PAGE EXCERPT:
◇ ◇ ◇ ◇
For instance, if we run a string `"Hello"` through the instructions, `repne scasb` returns `0xFFFFFFFFFFFFFFF9`. Who can possibly infer the length of the string from this value? After negating the returned value, and decrementing it once, we are left with the value `0x5` (which is the length of the string `"Hello"`).

##### Third Check overview

If the user input, `user_string`, passes the Second Check, it proceeds to the Third Check. This check is a *huge* one. It involves hashing and xor encryption. It took us a long while to understand what it does. The screenshot shows the overview of the Third check.

![Third Check](img/sctf2018_bluepill_third_check.png)

We broke down the Third check into 4 parts to understand what they do individually, then analysed them together to get the full picture. Let us take you through our anaylsis.

##### Third Check part 1

![Third Check part 1](img/sctf2018_bluepill_third_check_part_1.png)

Before we analyse what this part of the Third check does, keep in mind that all the parts are interconnected. Some instructions may not make sense here, but you will see its relevance in the subsequent parts.
◇ ◇ ◇ ◇
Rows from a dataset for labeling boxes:
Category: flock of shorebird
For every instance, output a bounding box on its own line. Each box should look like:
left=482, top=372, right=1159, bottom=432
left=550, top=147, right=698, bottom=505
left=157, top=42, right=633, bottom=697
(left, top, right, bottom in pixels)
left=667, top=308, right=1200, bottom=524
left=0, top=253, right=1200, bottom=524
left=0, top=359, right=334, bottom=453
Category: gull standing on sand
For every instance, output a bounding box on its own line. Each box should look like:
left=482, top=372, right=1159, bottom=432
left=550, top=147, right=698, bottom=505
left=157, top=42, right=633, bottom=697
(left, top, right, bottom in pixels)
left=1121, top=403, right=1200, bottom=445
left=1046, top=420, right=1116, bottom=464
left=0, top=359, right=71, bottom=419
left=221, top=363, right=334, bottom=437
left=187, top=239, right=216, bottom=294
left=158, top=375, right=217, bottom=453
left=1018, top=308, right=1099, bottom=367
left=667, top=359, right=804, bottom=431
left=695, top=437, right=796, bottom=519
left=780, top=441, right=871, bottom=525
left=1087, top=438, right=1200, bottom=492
◇ ◇ ◇ ◇
REQUIRED ACTIONS:
1. Retype the part of the reverse-engineering writeup from "For instance, if" to "through our anaylsis.".
2. Extend the reverse-engineering writeup with a continuation that picks up after its final sentence.
The listing has nothing to do with the reverse-engineering writeup.

ANSWERS FOR THE EXERCISE:
1.
For instance, if we run a string `"Hello"` through the instructions, `repne scasb` returns `0xFFFFFFFFFFFFFFF9`. Who can possibly infer the length of the string from this value? After negating the returned value, and decrementing it once, we are left with the value `0x5` (which is the length of the string `"Hello"`).

##### Third Check overview

If the user input, `user_string`, passes the Second Check, it proceeds to the Third Check. This check is a *huge* one. It involves hashing and xor encryption. It took us a long while to understand what it does. The screenshot shows the overview of the Third check.

![Third Check](img/sctf2018_bluepill_third_check.png)

We broke down the Third check into 4 parts to understand what they do individually, then analysed them together to get the full picture. Let us take you through our anaylsis.

2.
With that out of the way, let's begin our analysis. First, part 1 stores the address of the 13th character of `user_string` in register `r14`, and a hash string's address in `r13`. To the untrained eye, it looks like a regular, weird string. However, its characters are all hex values, and it is 16 bytes long. It has uncanny resemblence to a hash string. It is not important for now. We'll come back to it later.

Moving on, we see that arguments are being prepared for the `<calc>` function, and there is a weird instruction called `rep stosb`. We were stuck for a moment. We did not know what `rep stosb` does, so we spent some time to research on it.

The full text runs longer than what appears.